## Énoncé
Mettez en forme toutes les lignes ci-dessous en liste JSON de chaînes, à raison d'une chaîne par ligne, en omettant les lignes vides.
------------------------------------------------------------------------
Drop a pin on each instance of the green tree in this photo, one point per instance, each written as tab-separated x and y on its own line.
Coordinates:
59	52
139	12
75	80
------------------------------------------------------------------------
## Solution rédigée
[
  "Drop a pin on each instance of the green tree in this photo, one point per instance, each written as tab-separated x and y on its own line.",
  "Coordinates:",
  "59\t52",
  "139\t12",
  "75\t80"
]